Records for processing

════════

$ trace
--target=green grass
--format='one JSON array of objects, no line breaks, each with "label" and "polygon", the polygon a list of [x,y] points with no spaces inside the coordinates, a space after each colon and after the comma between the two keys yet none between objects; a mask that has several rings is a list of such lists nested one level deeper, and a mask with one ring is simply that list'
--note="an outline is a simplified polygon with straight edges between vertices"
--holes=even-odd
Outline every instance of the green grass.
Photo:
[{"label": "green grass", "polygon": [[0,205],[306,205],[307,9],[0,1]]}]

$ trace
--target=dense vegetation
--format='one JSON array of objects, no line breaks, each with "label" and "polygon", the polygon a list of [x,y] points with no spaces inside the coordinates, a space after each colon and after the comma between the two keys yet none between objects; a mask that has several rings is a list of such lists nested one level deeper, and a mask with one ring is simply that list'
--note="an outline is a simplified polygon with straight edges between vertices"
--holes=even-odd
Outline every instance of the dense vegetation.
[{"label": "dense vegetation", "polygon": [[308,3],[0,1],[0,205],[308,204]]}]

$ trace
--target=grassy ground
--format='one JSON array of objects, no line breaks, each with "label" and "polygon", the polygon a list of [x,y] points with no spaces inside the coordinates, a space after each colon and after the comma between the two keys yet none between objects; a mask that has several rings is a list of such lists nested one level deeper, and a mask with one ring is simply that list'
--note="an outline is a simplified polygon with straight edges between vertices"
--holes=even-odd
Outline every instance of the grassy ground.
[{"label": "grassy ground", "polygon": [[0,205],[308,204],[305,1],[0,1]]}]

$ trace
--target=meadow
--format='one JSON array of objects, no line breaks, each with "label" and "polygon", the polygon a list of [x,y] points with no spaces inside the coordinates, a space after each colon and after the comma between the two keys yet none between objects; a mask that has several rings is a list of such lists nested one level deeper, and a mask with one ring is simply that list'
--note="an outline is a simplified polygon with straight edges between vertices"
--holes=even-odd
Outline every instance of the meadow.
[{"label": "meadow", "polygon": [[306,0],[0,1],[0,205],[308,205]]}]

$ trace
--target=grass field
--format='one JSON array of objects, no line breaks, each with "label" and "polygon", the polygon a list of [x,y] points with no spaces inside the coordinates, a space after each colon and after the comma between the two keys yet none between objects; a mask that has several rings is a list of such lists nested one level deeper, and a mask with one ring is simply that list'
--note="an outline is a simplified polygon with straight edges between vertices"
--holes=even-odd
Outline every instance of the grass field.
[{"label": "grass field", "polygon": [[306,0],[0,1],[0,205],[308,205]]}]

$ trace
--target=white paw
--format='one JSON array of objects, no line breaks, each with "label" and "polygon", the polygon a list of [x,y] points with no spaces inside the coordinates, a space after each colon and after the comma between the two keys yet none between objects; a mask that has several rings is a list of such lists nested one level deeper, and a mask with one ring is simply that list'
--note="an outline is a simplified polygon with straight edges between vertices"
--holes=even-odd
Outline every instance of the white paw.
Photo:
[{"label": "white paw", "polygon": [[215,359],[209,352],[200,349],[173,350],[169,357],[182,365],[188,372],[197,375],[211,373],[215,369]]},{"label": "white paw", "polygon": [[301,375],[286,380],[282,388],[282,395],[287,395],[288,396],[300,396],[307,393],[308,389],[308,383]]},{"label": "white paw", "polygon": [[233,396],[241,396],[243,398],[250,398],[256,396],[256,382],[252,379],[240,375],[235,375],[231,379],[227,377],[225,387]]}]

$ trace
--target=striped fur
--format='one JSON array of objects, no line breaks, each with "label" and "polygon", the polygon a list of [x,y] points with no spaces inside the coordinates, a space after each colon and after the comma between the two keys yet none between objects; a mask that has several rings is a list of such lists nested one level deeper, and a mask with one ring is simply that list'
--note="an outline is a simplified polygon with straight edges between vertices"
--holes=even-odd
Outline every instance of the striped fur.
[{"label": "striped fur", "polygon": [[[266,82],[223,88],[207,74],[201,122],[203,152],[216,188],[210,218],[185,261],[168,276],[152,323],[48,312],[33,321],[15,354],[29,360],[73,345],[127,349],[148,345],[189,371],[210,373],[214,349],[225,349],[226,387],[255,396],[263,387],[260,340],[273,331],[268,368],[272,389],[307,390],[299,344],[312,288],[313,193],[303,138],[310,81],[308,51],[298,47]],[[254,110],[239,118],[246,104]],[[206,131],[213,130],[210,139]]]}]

════════

Direction
List every line of the records above that contains the word "vegetation".

Reply to the exercise
--target=dense vegetation
Outline every instance of the dense vegetation.
[{"label": "dense vegetation", "polygon": [[308,3],[0,1],[0,205],[308,204]]}]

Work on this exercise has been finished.